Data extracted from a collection
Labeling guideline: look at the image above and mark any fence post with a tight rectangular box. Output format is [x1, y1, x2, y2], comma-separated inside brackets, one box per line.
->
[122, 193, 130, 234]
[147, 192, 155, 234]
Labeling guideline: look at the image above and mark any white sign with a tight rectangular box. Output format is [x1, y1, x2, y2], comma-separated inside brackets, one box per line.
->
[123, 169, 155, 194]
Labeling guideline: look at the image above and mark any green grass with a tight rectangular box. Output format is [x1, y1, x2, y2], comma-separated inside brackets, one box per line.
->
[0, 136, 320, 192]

Exercise: Give the entries again, every one of them exactly.

Written answer:
Labeling guideline: look at the image above and mark any fence post with a tight rectangular box. Output format is [x1, y1, x2, y2], comma-separated inside brackets, one box per line.
->
[122, 193, 130, 234]
[147, 192, 155, 234]
Labeling guideline: look at the image above and mark any white sign with a tight rectangular box. Output format is [x1, y1, x2, y2], comma-separated inside brackets, one box per line.
->
[123, 169, 155, 194]
Labeling guideline: look at the image above and mark any green grass with a tight rectangular box. Output format is [x1, y1, x2, y2], comma-separated inside brackets, one box per line.
->
[0, 136, 320, 192]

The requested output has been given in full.